*** Opening Excerpted data ***
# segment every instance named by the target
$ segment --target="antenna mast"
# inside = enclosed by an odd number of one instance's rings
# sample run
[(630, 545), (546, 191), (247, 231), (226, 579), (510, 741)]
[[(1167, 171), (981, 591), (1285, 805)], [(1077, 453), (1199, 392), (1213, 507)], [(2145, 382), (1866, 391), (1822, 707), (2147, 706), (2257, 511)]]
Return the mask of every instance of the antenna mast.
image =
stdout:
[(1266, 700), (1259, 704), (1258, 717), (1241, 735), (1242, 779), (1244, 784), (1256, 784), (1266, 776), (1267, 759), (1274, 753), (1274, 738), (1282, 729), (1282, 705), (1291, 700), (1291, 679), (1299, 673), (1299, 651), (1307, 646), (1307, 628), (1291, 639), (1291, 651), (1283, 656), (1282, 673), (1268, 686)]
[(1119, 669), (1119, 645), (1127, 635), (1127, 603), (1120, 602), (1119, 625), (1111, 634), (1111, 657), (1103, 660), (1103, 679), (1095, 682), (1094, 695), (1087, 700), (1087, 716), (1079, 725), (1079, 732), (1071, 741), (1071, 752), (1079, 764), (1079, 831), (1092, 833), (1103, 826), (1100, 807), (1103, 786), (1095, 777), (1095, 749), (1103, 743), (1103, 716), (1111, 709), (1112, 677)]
*** Closing Excerpted data ***
*** Opening Excerpted data ***
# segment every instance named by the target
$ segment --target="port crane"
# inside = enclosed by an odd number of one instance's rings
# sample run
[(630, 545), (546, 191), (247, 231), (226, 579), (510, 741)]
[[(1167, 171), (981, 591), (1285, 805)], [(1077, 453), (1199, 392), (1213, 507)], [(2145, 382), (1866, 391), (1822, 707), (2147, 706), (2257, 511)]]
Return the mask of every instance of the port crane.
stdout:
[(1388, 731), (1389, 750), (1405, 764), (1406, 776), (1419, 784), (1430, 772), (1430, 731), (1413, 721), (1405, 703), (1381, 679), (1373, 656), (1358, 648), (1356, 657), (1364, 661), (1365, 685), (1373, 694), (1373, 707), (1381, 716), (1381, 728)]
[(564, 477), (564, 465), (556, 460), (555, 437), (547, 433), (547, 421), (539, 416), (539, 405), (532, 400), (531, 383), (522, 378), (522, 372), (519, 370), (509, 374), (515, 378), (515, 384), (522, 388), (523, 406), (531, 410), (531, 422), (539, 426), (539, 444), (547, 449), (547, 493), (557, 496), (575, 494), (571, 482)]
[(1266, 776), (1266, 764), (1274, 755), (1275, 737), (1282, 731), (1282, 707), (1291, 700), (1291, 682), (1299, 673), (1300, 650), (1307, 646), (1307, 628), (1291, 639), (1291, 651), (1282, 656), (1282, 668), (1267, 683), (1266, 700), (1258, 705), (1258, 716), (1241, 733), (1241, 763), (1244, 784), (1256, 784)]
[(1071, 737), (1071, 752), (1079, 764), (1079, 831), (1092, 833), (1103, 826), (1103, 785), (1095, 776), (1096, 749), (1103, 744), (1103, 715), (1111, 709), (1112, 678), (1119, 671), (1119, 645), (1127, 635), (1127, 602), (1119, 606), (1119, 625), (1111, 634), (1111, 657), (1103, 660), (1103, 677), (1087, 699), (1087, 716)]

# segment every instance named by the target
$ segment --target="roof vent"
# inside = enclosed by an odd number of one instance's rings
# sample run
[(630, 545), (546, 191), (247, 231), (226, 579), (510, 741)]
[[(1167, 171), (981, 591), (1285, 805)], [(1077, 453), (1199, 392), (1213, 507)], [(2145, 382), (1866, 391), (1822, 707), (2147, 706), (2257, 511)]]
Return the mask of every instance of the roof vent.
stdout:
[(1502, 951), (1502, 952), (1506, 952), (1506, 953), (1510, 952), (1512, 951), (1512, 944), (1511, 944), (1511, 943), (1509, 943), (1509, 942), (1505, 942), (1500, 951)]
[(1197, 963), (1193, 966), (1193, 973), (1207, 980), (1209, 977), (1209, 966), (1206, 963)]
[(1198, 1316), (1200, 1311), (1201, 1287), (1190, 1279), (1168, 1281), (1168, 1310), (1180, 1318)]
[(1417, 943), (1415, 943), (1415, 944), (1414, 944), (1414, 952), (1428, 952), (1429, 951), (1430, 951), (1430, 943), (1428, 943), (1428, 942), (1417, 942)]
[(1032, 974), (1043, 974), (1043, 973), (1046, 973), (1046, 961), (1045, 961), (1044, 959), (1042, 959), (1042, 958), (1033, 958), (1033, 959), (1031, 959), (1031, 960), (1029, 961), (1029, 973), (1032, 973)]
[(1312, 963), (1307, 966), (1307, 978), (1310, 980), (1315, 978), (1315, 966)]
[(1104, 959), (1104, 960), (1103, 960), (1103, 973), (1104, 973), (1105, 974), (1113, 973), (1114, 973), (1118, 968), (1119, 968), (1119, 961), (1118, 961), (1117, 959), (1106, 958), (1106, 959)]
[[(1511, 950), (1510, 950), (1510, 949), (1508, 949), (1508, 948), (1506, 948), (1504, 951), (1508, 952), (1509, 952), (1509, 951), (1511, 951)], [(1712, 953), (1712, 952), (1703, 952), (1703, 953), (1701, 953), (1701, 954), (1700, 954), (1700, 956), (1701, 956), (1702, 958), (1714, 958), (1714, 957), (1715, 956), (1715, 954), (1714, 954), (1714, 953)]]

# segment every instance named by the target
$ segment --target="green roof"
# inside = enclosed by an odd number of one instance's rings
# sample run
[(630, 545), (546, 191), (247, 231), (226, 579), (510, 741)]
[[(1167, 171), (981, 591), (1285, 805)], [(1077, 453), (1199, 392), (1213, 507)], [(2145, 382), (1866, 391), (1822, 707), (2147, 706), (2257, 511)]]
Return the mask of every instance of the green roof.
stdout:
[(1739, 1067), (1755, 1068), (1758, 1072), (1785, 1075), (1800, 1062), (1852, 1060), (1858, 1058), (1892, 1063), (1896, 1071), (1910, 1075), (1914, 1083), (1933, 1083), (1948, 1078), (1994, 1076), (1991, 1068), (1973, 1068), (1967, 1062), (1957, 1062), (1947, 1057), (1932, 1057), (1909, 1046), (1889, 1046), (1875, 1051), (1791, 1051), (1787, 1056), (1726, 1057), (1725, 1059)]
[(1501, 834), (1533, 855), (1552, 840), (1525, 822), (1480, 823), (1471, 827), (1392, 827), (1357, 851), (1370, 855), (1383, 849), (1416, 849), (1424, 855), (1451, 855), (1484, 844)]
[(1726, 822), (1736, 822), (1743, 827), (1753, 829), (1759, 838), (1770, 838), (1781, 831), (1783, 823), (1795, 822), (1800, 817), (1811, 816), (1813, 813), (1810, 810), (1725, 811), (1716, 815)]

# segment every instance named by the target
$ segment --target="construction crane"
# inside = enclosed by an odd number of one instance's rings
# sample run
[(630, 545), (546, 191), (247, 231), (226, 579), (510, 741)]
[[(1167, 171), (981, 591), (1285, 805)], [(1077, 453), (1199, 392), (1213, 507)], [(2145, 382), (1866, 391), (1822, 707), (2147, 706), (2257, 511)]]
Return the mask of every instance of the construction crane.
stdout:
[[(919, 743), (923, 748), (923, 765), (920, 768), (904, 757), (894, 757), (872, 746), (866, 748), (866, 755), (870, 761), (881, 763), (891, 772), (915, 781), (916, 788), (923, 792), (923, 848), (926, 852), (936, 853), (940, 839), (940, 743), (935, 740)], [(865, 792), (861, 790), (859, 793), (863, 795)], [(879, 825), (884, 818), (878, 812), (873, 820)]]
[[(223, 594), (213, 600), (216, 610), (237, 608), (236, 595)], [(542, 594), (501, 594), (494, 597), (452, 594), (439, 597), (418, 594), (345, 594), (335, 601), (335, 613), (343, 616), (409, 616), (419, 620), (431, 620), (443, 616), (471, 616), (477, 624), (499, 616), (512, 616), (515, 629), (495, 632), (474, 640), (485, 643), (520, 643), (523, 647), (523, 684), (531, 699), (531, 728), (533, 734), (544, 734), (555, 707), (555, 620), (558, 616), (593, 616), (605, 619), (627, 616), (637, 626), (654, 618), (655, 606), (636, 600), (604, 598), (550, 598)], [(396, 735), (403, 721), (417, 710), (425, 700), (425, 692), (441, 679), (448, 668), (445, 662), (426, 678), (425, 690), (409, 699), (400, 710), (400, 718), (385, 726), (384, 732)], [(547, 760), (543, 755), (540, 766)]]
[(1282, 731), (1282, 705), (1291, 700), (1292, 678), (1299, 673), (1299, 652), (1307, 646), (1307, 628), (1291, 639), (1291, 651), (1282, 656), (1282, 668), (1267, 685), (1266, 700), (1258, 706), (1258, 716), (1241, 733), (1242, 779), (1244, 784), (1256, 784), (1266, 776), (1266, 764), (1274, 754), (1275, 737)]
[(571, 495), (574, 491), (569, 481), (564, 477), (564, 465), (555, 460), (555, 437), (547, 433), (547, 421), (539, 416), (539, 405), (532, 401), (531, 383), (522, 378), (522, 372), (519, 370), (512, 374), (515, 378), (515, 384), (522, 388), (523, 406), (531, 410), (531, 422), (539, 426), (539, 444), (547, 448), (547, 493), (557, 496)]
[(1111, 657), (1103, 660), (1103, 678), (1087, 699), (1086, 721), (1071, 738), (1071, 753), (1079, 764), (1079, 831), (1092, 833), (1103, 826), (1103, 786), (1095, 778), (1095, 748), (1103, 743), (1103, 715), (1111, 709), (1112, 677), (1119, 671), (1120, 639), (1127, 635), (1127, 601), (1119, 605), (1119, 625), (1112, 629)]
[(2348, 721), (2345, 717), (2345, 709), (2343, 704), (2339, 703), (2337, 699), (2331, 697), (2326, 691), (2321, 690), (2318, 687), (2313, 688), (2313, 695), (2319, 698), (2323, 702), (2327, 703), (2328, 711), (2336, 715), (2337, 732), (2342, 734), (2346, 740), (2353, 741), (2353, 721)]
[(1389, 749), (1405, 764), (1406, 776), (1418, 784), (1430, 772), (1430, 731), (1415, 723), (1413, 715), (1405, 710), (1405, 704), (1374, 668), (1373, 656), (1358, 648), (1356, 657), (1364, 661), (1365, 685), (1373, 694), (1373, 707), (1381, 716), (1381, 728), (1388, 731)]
*** Closing Excerpted data ***
Task brief:
Output each line of the listing in which the string "green" is found.

Your solution:
$ segment --target="green roof"
Return the mask of every instance of the green roof.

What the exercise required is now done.